WHAT TO WORK ON: What you hand back must match the records word for word, with no pictures.

INPUT FOR THIS TASK:
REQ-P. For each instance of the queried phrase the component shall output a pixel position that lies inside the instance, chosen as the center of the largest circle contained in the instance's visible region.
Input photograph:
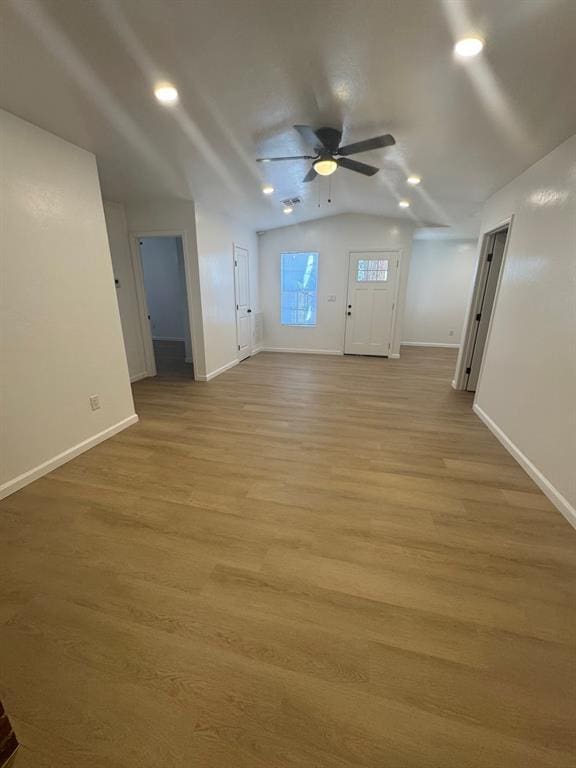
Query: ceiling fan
(326, 144)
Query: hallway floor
(309, 562)
(170, 358)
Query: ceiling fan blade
(311, 175)
(292, 157)
(354, 165)
(309, 136)
(365, 146)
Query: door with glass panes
(370, 302)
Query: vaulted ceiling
(247, 70)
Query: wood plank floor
(309, 562)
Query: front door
(243, 309)
(370, 304)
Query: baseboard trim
(560, 502)
(429, 344)
(62, 458)
(217, 372)
(297, 351)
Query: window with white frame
(372, 270)
(298, 288)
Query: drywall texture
(333, 238)
(439, 286)
(528, 377)
(125, 288)
(61, 338)
(165, 292)
(216, 236)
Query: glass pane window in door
(372, 270)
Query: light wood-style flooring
(309, 562)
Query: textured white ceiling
(247, 70)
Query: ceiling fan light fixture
(325, 166)
(468, 47)
(166, 94)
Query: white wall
(216, 236)
(527, 385)
(439, 286)
(165, 290)
(61, 339)
(125, 288)
(333, 238)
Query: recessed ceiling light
(468, 46)
(166, 93)
(325, 167)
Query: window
(372, 270)
(298, 288)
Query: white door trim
(145, 330)
(236, 246)
(400, 255)
(468, 334)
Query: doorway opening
(371, 302)
(161, 258)
(242, 296)
(482, 306)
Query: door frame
(242, 248)
(400, 254)
(145, 330)
(468, 334)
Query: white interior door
(494, 259)
(243, 309)
(370, 306)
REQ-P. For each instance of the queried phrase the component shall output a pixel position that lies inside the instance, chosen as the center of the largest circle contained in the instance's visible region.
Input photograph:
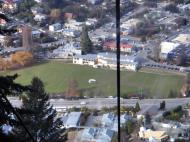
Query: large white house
(55, 27)
(167, 47)
(70, 33)
(40, 17)
(73, 24)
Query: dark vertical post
(118, 63)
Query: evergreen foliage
(40, 117)
(85, 43)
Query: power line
(118, 64)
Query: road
(98, 103)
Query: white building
(167, 47)
(91, 21)
(73, 120)
(40, 17)
(36, 34)
(130, 24)
(71, 33)
(55, 27)
(153, 136)
(182, 38)
(73, 24)
(89, 59)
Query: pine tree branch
(18, 117)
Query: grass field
(56, 76)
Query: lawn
(56, 75)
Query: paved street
(98, 103)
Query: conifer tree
(85, 43)
(40, 118)
(137, 107)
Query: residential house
(69, 16)
(55, 27)
(125, 118)
(153, 136)
(40, 17)
(167, 47)
(108, 119)
(89, 134)
(95, 1)
(106, 135)
(36, 10)
(36, 34)
(73, 120)
(9, 5)
(151, 110)
(182, 38)
(89, 59)
(130, 24)
(91, 21)
(71, 33)
(73, 24)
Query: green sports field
(56, 75)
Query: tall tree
(147, 119)
(137, 107)
(85, 43)
(162, 105)
(41, 117)
(8, 87)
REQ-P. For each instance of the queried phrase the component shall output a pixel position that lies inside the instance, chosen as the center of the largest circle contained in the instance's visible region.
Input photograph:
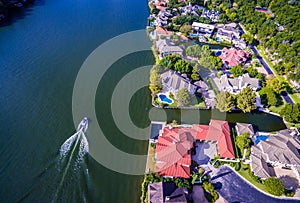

SOLUTION TO THIS PROBLEM:
REQ-P. For each instance of the queried phrase the component shall output a pixel position that lies inside the instance, chosen as the center of the largest circle contained in the instance's visible region.
Input photograph:
Query: ceiling fan
(326, 144)
Query: hallway floor
(309, 562)
(170, 358)
Query: ceiling fan blade
(311, 175)
(292, 157)
(354, 165)
(309, 136)
(365, 146)
Query: door with glass panes
(370, 302)
Query: vaulted ceiling
(247, 70)
Query: wood plank floor
(309, 562)
Query: front door
(243, 309)
(370, 304)
Query: baseboard trim
(560, 502)
(429, 344)
(62, 458)
(217, 372)
(297, 351)
Query: window with white frame
(372, 270)
(298, 288)
Query: drywall texture
(333, 238)
(439, 286)
(528, 377)
(125, 288)
(61, 338)
(165, 292)
(216, 236)
Query: glass pane window in door
(372, 270)
Query: light wood-style flooring
(309, 562)
Query: textured white ceiling
(247, 70)
Query: ceiling fan light fixture
(325, 166)
(468, 47)
(166, 94)
Query: white wall
(216, 236)
(527, 385)
(439, 286)
(165, 290)
(61, 339)
(125, 288)
(333, 238)
Query: recessed ceiling light
(468, 46)
(166, 93)
(325, 167)
Query: window
(372, 270)
(298, 288)
Query: white door trim
(145, 330)
(236, 246)
(400, 255)
(468, 334)
Query: doorway opening
(371, 302)
(161, 258)
(242, 296)
(482, 306)
Query: door frame
(242, 248)
(400, 254)
(145, 330)
(468, 334)
Query: white interior door
(494, 259)
(243, 309)
(370, 306)
REQ-P. For each instance of the queried phrase the component shall output a pixel position that lies inside the instance, chosen as the center of the largest circle contained in the instance's visible region.
Input photograph:
Query: large white house
(55, 27)
(167, 47)
(70, 33)
(40, 17)
(73, 24)
Query: dark vertical post
(118, 63)
Query: evergreen foliage
(40, 117)
(85, 43)
Query: power line
(118, 64)
Query: road
(98, 103)
Query: white building
(167, 47)
(91, 21)
(73, 120)
(40, 17)
(36, 34)
(130, 24)
(71, 33)
(55, 27)
(153, 136)
(182, 38)
(73, 24)
(89, 59)
Query: pine tree branch
(18, 117)
Query: grass field
(56, 76)
Query: lawn
(56, 75)
Query: paved street
(98, 103)
Query: conifer tree
(85, 43)
(40, 118)
(137, 107)
Query: residential house
(69, 16)
(55, 27)
(125, 118)
(153, 136)
(40, 17)
(167, 47)
(108, 119)
(89, 134)
(95, 1)
(106, 135)
(36, 10)
(36, 34)
(73, 120)
(9, 5)
(151, 110)
(182, 38)
(89, 59)
(130, 24)
(91, 21)
(71, 33)
(73, 24)
Query: green sports field
(56, 75)
Query: tall tree
(147, 119)
(137, 107)
(85, 43)
(162, 105)
(41, 117)
(8, 87)
REQ-P. For each instance of the queried phrase the component shall output a pixel position that lies inside the instance, chosen as the center of the largest circle contained in the instance's visible region.
Input photograph:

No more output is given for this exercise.